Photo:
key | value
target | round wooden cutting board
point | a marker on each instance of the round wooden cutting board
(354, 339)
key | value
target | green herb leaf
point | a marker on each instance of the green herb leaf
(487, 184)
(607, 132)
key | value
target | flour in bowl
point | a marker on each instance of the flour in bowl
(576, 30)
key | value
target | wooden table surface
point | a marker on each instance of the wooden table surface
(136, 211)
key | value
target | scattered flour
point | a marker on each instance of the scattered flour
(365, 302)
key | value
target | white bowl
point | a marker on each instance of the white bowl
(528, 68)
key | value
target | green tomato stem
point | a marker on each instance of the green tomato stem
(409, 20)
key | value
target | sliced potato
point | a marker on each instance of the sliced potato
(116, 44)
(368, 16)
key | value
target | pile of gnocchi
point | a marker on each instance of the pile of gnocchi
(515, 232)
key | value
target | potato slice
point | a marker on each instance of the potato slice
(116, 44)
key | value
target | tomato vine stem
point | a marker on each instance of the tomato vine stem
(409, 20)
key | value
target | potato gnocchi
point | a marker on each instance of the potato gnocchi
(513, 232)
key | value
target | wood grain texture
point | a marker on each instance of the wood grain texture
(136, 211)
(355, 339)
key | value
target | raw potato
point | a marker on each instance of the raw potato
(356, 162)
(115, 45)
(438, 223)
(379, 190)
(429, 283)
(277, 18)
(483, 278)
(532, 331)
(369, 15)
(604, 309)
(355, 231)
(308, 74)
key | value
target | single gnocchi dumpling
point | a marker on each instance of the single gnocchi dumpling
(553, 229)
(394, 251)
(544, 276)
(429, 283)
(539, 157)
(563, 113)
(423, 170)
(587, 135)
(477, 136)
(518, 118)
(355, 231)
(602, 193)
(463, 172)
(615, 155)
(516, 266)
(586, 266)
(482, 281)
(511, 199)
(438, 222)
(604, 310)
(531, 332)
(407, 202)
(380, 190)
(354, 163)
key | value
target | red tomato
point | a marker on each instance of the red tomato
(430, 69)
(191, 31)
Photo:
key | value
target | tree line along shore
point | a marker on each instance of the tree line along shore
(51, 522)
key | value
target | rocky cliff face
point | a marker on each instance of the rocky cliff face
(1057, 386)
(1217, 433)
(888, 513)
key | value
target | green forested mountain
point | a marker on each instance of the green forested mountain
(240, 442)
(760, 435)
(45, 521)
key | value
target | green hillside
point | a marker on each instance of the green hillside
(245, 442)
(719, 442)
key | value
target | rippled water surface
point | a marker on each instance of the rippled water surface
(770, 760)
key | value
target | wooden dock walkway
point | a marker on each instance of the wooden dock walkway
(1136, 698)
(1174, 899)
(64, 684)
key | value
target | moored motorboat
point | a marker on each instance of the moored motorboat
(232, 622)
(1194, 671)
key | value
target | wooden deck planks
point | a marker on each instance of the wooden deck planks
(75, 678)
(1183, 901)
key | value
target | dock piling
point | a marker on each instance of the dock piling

□ □ □

* Work required *
Copy all of the data. Keep every word exactly as it is.

* Problem solution *
Photo:
key | value
target | round wooden cutting board
point | a marker on each instance of the round wooden cutting board
(354, 339)
key | value
target | green herb leaf
point | a marker on each instance of the green herb leaf
(487, 184)
(607, 132)
key | value
target | flour in bowl
point | a marker on each instance of the flour in bowl
(576, 30)
key | value
target | wooden table surface
point | a marker on each instance of the wooden table surface
(136, 211)
key | value
target | scattered flour
point | a marker on each instance of the scattered flour
(365, 302)
key | value
target | white bowl
point | a marker on each instance of the white bowl
(528, 68)
key | value
target | green tomato stem
point | a marker on each instance of the green tomato stem
(409, 20)
key | value
target | sliced potato
point | a marker on each instance of the sliced potato
(116, 44)
(368, 16)
key | value
target | pile of gnocchi
point | a marker on each instance of the pile of gnocchi
(515, 232)
key | value
target | potato slice
point | a marker on each instance of the potato slice
(116, 44)
key | value
target | tomato vine stem
point | a marker on each instance of the tomato vine stem
(409, 20)
key | value
target | potato gnocchi
point | a marker on each instance of the potato gnocchi
(513, 232)
key | value
target | wood grain texture
point | a marker on each instance of the wood grain texture
(136, 211)
(355, 339)
key | value
target | raw potato
point | a marker on each instance of the raw potato
(356, 162)
(115, 45)
(438, 223)
(379, 190)
(429, 283)
(277, 18)
(483, 278)
(532, 331)
(369, 15)
(604, 309)
(355, 231)
(308, 74)
key | value
target | single gnocchi dumpling
point | a marker on each instance of the single gnocchi dumpling
(553, 229)
(394, 251)
(544, 276)
(429, 283)
(539, 157)
(563, 113)
(423, 170)
(587, 135)
(477, 136)
(518, 118)
(355, 231)
(602, 193)
(463, 172)
(615, 155)
(516, 266)
(586, 266)
(482, 281)
(511, 199)
(438, 222)
(604, 310)
(531, 332)
(407, 202)
(380, 190)
(354, 163)
key | value
target | red tomato
point | a marker on each instance of the red tomato
(430, 69)
(191, 31)
Photo:
key | value
target | tree line along shore
point | a marker on each instance of the tree line along shore
(51, 522)
key | value
target | rocky cliff face
point | a marker on each instance of the rocky cliff face
(1057, 386)
(1217, 433)
(888, 513)
key | value
target | green forested mountain
point | a marker on each instance of the green forested mountain
(240, 442)
(760, 435)
(45, 521)
key | value
target | green hillside
point | a marker on each instance of the green hillside
(245, 442)
(719, 442)
key | value
target | rippled water surface
point | a marker on each instance of the rippled water surface
(770, 760)
key | value
target | wooden dock walkway
point | a marker on each instance of the wooden dock walkway
(1136, 698)
(1174, 899)
(64, 684)
key | value
target | moored motorboat
point | a marker on each instance of the moored motorboat
(232, 622)
(1194, 671)
key | value
target | wooden deck planks
point | a marker on each instance of the wooden deck planks
(75, 678)
(1183, 901)
key | value
target | dock piling
point | a marker on each instance of the dock piling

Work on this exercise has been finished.